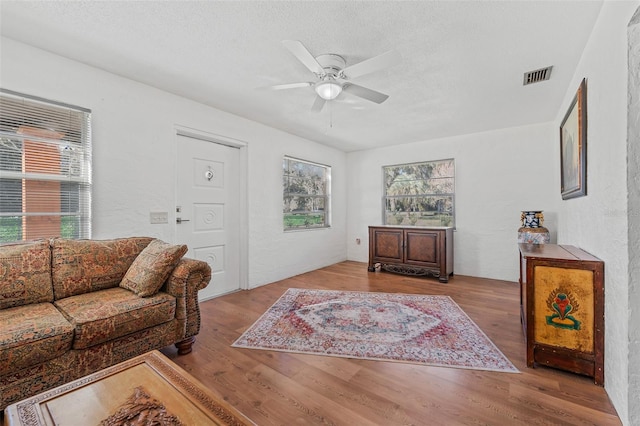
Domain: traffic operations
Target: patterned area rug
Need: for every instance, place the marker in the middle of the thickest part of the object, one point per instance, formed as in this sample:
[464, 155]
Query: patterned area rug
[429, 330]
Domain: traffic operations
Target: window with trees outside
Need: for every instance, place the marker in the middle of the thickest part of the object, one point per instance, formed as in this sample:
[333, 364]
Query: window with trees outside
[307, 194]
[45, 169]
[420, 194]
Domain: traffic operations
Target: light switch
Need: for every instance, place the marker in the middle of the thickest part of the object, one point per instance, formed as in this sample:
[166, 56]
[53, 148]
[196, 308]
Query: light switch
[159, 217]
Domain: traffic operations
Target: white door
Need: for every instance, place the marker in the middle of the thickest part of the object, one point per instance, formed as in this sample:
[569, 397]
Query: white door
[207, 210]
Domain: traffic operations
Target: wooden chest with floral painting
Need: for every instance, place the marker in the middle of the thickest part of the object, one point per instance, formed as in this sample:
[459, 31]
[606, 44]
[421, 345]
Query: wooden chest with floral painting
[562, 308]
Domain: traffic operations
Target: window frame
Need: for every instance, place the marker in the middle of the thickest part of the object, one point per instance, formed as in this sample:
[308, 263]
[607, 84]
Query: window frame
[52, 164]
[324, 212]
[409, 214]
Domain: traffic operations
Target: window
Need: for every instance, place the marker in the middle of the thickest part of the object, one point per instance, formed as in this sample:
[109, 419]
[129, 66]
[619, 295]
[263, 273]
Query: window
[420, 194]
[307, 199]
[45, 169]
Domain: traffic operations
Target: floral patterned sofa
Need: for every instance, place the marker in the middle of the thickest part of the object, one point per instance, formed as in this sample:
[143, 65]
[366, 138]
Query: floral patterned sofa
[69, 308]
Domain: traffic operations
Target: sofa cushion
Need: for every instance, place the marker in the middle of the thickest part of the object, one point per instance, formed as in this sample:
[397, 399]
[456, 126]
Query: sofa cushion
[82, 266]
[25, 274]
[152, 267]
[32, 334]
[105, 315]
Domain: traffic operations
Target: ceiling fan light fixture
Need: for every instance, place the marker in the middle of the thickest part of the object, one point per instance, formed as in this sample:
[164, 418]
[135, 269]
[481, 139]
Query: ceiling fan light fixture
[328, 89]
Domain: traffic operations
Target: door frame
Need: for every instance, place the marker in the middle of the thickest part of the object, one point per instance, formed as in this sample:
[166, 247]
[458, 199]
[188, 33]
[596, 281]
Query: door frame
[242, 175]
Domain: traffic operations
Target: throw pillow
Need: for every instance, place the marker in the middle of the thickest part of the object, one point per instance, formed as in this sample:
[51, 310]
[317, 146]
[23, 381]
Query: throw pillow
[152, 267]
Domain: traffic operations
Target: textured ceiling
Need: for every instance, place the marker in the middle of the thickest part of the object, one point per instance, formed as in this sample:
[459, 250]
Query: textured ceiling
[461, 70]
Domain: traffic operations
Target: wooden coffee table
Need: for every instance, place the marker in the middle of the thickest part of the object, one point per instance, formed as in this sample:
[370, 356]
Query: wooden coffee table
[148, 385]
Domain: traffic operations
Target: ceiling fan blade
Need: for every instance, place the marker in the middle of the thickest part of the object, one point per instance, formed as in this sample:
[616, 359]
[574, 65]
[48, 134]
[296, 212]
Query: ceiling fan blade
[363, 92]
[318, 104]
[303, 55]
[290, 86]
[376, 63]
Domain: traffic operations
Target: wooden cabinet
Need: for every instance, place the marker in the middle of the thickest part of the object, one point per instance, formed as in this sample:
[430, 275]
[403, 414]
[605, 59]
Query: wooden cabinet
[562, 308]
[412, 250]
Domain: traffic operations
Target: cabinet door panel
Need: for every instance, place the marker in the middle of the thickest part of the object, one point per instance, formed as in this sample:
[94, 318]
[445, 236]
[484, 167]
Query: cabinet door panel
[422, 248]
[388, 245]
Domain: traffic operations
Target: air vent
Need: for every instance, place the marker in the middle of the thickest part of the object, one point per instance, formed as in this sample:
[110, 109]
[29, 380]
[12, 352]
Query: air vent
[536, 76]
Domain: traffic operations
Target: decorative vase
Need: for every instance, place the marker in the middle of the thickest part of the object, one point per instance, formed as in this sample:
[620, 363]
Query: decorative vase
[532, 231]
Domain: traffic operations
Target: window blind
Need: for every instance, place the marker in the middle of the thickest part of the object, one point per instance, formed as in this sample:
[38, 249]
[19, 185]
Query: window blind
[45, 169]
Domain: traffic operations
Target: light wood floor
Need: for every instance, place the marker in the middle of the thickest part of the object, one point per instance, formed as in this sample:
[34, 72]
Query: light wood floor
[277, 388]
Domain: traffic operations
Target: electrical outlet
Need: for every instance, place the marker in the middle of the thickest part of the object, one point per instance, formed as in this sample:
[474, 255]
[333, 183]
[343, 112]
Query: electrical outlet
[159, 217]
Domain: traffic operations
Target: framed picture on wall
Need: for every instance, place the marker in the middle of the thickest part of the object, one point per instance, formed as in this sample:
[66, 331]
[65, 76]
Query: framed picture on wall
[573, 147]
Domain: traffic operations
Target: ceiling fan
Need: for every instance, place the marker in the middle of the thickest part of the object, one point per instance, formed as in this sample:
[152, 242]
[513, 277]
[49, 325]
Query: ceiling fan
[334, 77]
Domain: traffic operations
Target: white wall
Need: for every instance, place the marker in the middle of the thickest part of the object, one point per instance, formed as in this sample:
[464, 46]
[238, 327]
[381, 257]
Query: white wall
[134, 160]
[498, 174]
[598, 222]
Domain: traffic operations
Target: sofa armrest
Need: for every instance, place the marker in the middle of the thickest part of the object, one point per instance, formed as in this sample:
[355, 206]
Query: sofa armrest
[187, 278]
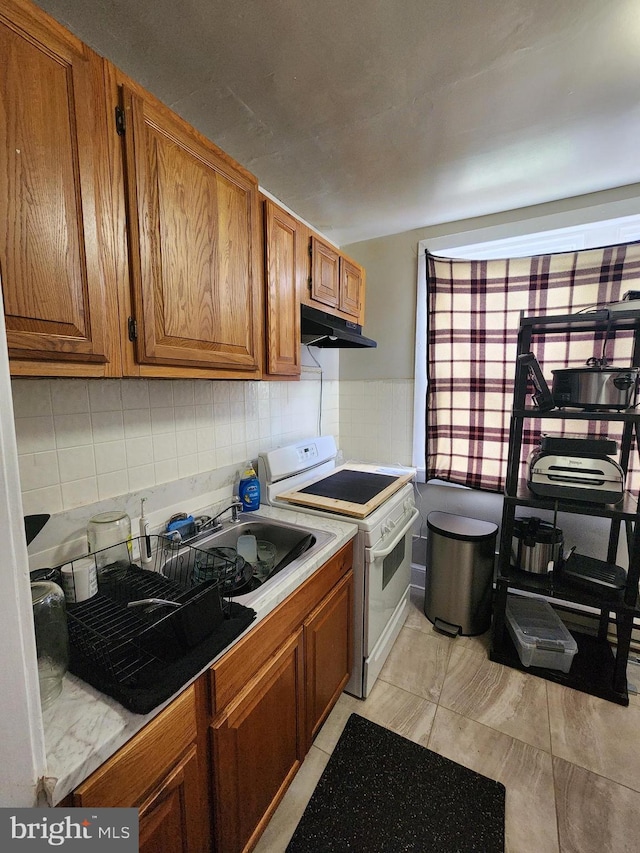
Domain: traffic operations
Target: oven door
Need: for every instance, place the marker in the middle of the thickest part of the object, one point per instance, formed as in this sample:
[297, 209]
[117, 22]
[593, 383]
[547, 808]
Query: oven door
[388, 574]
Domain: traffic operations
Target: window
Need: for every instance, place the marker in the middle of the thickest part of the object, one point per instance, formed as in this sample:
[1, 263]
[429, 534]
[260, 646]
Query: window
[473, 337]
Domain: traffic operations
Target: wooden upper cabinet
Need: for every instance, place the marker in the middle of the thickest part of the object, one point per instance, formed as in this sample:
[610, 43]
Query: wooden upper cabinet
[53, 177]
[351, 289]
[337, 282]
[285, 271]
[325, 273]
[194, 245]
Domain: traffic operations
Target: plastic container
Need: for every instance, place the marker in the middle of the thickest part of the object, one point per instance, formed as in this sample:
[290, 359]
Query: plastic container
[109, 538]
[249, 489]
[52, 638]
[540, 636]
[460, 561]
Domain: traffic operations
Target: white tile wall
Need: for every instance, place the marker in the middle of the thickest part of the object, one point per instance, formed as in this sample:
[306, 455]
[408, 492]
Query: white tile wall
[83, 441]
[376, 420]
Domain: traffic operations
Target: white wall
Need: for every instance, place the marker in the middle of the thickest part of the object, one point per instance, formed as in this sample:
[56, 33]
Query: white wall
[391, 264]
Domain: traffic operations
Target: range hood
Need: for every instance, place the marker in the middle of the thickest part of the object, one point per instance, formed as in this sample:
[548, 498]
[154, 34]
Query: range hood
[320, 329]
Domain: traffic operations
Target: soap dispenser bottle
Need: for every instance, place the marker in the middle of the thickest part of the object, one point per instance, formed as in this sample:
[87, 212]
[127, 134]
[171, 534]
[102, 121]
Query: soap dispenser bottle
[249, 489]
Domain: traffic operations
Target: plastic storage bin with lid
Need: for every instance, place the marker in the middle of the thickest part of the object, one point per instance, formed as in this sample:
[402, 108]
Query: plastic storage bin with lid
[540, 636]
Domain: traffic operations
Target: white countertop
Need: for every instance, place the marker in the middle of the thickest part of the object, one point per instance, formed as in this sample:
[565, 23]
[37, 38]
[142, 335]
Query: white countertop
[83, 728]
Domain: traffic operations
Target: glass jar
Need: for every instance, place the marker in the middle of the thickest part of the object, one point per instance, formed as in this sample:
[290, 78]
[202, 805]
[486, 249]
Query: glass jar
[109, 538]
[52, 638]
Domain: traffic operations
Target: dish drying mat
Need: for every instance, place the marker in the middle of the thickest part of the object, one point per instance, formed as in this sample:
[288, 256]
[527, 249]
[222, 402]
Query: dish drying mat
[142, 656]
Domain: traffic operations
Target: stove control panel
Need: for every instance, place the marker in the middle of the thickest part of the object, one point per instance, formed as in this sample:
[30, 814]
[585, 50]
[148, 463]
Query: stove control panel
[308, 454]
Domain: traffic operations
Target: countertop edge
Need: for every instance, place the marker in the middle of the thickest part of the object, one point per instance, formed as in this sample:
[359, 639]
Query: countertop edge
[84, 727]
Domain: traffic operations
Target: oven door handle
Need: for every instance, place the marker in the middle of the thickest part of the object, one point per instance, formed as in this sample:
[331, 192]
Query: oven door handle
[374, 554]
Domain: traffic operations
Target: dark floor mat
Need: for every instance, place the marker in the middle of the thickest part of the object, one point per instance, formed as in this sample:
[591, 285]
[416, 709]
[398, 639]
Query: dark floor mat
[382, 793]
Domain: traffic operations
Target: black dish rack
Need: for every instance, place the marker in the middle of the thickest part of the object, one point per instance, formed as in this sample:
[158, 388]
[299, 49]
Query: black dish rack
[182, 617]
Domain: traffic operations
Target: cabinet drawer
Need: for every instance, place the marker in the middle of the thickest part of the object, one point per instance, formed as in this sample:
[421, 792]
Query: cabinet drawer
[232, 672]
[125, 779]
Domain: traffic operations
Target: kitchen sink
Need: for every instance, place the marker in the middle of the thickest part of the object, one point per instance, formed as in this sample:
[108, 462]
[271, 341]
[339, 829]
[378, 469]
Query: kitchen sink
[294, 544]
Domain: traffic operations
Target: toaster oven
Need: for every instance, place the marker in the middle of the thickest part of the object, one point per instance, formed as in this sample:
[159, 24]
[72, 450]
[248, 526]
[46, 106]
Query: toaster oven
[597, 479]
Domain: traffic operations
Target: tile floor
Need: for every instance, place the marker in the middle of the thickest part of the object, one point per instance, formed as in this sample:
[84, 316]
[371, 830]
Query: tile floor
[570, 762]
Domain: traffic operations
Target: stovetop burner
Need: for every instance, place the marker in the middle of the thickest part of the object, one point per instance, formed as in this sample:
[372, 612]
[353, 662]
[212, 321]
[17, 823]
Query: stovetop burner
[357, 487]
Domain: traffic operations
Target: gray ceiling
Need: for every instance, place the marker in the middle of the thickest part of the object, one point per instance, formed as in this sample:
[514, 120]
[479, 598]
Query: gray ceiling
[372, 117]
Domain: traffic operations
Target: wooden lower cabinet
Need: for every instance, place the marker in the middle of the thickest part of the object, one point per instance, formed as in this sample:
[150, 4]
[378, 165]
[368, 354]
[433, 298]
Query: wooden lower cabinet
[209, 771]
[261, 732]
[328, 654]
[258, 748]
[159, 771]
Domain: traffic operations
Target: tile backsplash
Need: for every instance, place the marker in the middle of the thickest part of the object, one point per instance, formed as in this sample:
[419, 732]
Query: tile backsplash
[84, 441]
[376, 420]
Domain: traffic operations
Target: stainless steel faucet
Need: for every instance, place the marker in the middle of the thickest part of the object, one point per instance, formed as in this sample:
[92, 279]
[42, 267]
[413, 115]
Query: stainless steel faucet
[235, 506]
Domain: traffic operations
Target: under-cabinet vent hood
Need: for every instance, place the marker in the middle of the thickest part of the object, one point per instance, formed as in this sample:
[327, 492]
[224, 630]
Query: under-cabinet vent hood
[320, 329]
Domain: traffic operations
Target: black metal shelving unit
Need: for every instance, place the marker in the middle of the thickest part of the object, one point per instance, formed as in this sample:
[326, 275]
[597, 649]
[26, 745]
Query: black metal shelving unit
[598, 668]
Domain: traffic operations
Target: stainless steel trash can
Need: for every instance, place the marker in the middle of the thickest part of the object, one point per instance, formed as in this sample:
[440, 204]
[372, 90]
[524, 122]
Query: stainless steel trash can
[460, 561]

§ **GOAL OF THE EXERCISE**:
Which lines in the items above contain the word "fixture"? Pull out every such line, treating uppercase and lowercase as different.

§ **SOLUTION FOR THIS EXERCISE**:
Target: ceiling fan light fixture
Query: ceiling fan light fixture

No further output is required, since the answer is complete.